====== Passage given

AgentSkillsCN

browser-automation

非测试类的浏览器自动化——网络爬虫、表单填写、截图捕获、PDF生成、工作流自动化。若需进行测试,则应改用e2e-playwright技能。适用于网络爬虫、表单自动化、截图、PDF生成、无头浏览器、Puppeteer、Selenium、自动化脚本,以及数据提取等场景。

SKILL.md
--- frontmatter
name: browser-automation
description: Non-testing browser automation - web scraping, form filling, screenshot capture, PDF generation, workflow automation. For TESTING with Playwright, use e2e-playwright skill instead. Activates for web scraping, form automation, screenshot, PDF, headless browser, Puppeteer, Selenium, automation scripts, data extraction.

Browser Automation Skill

Expert in browser automation using Playwright, Puppeteer, and Selenium. Specializes in UI testing, web scraping, form automation, and automated workflows.

============
====== Data

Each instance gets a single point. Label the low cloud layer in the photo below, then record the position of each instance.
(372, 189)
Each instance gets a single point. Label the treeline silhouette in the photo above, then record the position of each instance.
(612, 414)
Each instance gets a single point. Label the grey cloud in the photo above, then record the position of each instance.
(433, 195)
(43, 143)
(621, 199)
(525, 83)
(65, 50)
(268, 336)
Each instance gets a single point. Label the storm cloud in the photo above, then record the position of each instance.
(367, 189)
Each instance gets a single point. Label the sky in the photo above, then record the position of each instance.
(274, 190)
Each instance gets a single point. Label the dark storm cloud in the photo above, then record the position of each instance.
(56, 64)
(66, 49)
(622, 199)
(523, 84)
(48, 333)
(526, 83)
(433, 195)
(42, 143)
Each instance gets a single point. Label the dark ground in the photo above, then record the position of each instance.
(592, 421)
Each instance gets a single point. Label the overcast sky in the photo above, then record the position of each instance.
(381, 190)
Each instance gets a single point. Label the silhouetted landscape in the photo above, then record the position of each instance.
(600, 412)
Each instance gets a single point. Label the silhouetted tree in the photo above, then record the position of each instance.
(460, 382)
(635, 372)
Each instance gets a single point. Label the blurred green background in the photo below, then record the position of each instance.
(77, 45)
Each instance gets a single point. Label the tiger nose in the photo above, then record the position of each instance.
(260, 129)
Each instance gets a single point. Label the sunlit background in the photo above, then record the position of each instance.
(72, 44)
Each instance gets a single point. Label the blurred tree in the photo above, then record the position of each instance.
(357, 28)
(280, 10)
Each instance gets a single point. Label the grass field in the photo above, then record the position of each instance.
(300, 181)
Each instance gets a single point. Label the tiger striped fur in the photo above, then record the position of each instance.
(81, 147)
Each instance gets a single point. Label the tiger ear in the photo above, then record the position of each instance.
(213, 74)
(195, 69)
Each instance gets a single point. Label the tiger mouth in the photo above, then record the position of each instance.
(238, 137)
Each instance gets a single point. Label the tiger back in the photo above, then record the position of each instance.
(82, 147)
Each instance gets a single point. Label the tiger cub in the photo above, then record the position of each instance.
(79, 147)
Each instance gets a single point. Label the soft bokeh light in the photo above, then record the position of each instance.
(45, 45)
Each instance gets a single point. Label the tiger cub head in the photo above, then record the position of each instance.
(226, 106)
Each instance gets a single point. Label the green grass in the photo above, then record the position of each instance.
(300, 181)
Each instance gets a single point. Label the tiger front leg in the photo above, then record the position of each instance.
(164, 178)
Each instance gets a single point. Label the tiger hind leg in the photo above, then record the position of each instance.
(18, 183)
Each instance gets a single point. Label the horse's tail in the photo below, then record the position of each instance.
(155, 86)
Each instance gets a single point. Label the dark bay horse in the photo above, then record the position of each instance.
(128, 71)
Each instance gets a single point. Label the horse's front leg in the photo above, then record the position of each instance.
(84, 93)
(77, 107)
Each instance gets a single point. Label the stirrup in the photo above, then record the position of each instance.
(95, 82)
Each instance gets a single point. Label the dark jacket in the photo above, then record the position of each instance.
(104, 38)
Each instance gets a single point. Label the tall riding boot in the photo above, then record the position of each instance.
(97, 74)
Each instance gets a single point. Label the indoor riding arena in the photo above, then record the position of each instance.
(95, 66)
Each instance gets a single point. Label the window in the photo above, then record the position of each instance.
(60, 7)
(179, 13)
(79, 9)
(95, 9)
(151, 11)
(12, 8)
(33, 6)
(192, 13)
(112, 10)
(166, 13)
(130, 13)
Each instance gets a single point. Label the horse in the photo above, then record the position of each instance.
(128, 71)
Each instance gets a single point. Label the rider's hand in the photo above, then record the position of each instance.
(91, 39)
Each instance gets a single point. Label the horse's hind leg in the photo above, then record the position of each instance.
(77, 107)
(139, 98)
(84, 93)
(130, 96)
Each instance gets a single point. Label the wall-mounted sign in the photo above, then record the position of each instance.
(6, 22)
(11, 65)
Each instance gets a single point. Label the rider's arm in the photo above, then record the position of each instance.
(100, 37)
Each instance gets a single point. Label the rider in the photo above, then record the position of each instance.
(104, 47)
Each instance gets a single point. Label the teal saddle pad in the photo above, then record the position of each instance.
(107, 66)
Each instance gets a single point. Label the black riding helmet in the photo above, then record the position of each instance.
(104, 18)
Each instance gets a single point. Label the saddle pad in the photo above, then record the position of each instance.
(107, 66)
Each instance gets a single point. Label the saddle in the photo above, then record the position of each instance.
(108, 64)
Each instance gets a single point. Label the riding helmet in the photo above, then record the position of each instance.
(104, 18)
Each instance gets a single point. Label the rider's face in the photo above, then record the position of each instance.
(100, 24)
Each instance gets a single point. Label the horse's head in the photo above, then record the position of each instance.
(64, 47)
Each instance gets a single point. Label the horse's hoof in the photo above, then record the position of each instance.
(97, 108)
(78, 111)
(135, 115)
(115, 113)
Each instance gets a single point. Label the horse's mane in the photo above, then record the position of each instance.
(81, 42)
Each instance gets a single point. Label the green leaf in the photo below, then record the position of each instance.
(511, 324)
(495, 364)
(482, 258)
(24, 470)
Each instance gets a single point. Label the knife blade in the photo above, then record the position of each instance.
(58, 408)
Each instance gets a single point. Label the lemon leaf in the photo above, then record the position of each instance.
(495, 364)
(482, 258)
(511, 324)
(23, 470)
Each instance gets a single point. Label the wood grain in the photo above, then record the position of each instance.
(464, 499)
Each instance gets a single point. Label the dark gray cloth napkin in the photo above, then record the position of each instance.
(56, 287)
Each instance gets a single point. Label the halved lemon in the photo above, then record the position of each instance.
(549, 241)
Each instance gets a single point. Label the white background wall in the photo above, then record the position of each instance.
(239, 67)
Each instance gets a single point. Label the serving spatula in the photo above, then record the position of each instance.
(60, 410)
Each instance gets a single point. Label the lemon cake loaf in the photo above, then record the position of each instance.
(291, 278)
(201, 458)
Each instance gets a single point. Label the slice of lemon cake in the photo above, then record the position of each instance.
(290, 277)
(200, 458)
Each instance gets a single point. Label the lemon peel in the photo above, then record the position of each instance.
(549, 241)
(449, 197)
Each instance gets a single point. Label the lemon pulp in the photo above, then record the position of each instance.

============

**Work to complete**
**a.** Answer these about the browser automation skill page:
(i) Which skill does the page say to use instead for testing with Playwright?
(ii) What three tools is the skill described as expert in?
(iii) What name appears in the frontmatter?
**b.** Rewrite the browser automation skill page with "browser-automation" renamed to "web-automation" wherever it occurs, beginning at the words "AgentSkillsCN" and stopping after "化脚本,以及数据提取等场景。".

**The solutions**
**a.**
(i) e2e-playwright
(ii) Playwright, Puppeteer, and Selenium
(iii) browser-automation

**b.**
AgentSkillsCN

web-automation

非测试类的浏览器自动化——网络爬虫、表单填写、截图捕获、PDF生成、工作流自动化。若需进行测试,则应改用e2e-playwright技能。适用于网络爬虫、表单自动化、截图、PDF生成、无头浏览器、Puppeteer、Selenium、自动化脚本,以及数据提取等场景。